- _What is being asked_
Scanning the entries below, copy every line that contains the word "fence".

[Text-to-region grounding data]

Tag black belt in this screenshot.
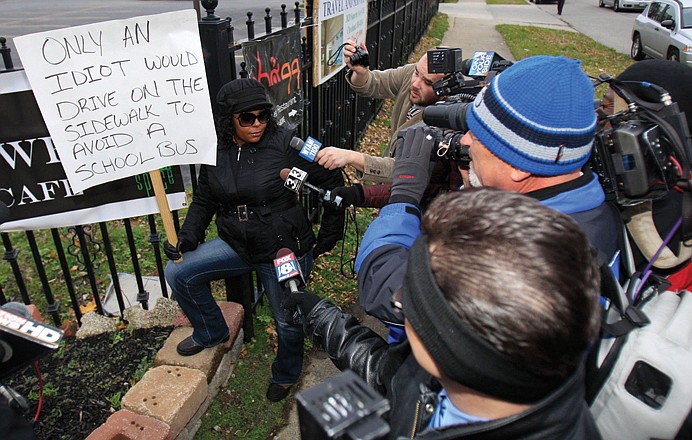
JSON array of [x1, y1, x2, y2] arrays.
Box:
[[222, 199, 297, 222]]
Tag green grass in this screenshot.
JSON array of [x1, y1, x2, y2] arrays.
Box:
[[497, 24, 634, 99], [195, 302, 284, 440], [497, 24, 633, 78], [0, 212, 178, 323], [427, 11, 450, 43]]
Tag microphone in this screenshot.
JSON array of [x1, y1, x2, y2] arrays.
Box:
[[289, 136, 323, 162], [274, 247, 305, 294], [280, 167, 343, 208], [0, 302, 63, 379], [0, 303, 30, 364], [274, 248, 308, 325]]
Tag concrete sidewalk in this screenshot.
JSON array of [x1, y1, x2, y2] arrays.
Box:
[[439, 0, 573, 61]]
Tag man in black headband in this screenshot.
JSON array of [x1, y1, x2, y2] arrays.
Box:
[[284, 188, 602, 438]]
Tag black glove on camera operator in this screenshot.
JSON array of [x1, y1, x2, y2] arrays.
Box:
[[390, 125, 437, 207], [324, 126, 438, 211]]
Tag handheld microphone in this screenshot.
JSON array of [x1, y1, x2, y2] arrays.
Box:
[[274, 248, 308, 325], [274, 247, 305, 294], [0, 302, 63, 379], [289, 136, 323, 162], [280, 167, 343, 208]]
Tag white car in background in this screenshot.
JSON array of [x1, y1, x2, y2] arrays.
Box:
[[631, 0, 692, 64], [600, 0, 650, 12]]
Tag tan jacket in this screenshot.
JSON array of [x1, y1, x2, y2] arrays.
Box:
[[346, 64, 423, 182]]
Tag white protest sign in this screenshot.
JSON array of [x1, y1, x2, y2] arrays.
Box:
[[14, 10, 217, 194]]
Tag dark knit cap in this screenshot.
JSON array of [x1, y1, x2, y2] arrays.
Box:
[[616, 60, 692, 129], [216, 78, 273, 115], [466, 55, 597, 176]]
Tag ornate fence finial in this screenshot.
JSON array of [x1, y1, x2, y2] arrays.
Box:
[[200, 0, 219, 21], [294, 2, 302, 24], [0, 37, 14, 70], [246, 12, 255, 39], [264, 8, 272, 34], [281, 4, 288, 28]]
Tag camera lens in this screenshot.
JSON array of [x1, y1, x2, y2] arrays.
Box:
[[350, 47, 370, 68], [422, 102, 472, 132]]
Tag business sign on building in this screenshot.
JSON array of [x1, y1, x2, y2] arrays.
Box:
[[312, 0, 368, 85], [242, 26, 303, 129]]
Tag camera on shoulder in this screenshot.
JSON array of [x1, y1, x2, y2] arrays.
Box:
[[590, 74, 692, 205]]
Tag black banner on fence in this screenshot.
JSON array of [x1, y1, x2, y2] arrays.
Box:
[[0, 70, 187, 232], [242, 26, 303, 130]]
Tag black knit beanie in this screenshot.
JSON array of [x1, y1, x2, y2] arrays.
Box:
[[216, 78, 273, 115]]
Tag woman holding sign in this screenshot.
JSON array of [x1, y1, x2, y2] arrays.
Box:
[[163, 78, 344, 402]]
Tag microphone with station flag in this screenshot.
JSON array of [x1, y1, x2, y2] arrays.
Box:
[[274, 248, 306, 324], [289, 136, 323, 162], [274, 247, 305, 293], [0, 302, 63, 379], [280, 167, 343, 208]]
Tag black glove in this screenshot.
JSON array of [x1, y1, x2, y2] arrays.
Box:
[[312, 242, 329, 260], [390, 125, 436, 206], [163, 236, 197, 260], [326, 184, 365, 210], [282, 289, 322, 320]]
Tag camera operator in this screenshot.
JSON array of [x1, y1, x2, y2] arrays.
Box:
[[353, 56, 620, 343], [605, 60, 692, 291], [459, 55, 620, 277], [284, 188, 602, 439], [314, 40, 447, 182]]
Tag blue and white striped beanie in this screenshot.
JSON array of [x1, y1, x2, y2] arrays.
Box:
[[466, 55, 597, 176]]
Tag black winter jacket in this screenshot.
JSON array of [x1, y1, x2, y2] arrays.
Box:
[[178, 126, 344, 263], [305, 300, 603, 440]]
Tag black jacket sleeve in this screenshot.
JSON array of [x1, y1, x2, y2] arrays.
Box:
[[304, 300, 408, 395], [177, 164, 218, 245]]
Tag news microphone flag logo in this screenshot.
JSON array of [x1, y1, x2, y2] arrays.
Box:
[[274, 252, 300, 283], [284, 167, 308, 193], [468, 52, 495, 77], [299, 136, 322, 162]]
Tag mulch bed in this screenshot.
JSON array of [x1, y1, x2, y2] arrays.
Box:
[[4, 326, 173, 440]]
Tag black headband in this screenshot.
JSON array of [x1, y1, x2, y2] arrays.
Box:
[[402, 235, 562, 403]]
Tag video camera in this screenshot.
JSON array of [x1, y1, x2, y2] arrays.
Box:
[[296, 369, 390, 440], [427, 47, 512, 99], [420, 49, 512, 165], [590, 74, 692, 206], [1, 303, 63, 381]]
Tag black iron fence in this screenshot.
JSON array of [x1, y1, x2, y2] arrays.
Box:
[[0, 0, 438, 333]]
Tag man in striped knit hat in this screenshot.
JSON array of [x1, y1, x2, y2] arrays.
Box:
[[461, 55, 619, 275], [355, 55, 621, 343]]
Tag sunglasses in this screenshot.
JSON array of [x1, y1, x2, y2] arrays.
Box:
[[234, 110, 270, 127]]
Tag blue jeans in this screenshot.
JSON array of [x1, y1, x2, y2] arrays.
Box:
[[164, 237, 312, 384]]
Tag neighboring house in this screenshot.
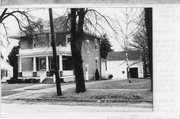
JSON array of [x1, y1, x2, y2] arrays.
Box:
[[14, 18, 102, 83], [1, 58, 13, 82], [101, 50, 144, 79]]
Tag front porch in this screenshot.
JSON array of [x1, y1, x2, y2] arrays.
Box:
[[18, 54, 75, 83]]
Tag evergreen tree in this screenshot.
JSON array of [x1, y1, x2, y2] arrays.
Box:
[[8, 45, 20, 81], [100, 34, 113, 59]]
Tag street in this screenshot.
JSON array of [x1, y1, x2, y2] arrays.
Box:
[[1, 103, 152, 118]]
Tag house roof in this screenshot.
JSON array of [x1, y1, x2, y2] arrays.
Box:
[[106, 50, 141, 61], [9, 16, 103, 40]]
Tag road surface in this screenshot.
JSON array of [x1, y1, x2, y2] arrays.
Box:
[[1, 103, 152, 118]]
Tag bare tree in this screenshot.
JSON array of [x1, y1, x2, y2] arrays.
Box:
[[0, 9, 41, 39], [70, 8, 87, 93], [144, 8, 153, 91], [0, 8, 63, 95], [130, 27, 149, 78], [115, 8, 144, 82], [70, 8, 119, 93]]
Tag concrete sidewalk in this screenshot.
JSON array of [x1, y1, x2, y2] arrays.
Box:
[[2, 79, 119, 100]]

- _Written answer_
Tag ornate fence finial in this screenshot.
Tag black banner on fence in this screenshot.
Tag black iron fence in this screenshot.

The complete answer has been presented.